▶ **What you need to do**
Check every line of the data below for the word "target". Copy the ones that have it.

[Stored dataset items]
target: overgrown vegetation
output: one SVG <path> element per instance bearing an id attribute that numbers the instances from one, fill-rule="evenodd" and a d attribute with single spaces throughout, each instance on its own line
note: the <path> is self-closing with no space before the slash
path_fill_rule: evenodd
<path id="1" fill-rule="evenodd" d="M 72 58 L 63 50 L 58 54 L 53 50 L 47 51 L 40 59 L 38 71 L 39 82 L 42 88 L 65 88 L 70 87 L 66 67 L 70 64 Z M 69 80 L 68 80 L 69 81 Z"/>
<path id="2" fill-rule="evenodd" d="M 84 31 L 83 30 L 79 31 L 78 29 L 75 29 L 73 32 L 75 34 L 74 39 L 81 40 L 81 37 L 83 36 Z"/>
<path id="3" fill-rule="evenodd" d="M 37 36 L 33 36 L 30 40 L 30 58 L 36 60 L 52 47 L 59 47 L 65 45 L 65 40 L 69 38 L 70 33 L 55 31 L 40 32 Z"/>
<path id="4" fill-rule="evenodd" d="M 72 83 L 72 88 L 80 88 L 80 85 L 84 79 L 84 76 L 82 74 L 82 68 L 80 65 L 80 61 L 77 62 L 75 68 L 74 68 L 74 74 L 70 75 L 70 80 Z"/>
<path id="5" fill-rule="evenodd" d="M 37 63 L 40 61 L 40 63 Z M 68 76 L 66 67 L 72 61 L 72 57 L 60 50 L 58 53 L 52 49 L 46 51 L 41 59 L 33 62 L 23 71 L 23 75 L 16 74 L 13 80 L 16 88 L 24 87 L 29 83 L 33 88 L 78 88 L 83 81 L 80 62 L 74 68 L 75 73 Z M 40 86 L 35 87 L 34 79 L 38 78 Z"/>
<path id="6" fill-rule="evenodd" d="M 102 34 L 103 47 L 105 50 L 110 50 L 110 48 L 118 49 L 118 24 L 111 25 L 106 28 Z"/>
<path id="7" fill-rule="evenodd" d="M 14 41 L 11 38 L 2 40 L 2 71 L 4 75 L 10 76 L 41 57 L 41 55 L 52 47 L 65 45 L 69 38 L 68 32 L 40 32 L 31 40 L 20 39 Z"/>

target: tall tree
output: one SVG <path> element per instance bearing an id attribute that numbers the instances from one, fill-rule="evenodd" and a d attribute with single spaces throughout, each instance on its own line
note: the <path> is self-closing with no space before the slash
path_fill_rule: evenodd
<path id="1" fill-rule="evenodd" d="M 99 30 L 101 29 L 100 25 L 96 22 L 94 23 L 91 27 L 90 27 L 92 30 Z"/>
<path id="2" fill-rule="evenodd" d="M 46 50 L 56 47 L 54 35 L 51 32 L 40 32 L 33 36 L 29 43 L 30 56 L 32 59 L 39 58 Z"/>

▶ **Answer space**
target: overgrown vegetation
target: tall tree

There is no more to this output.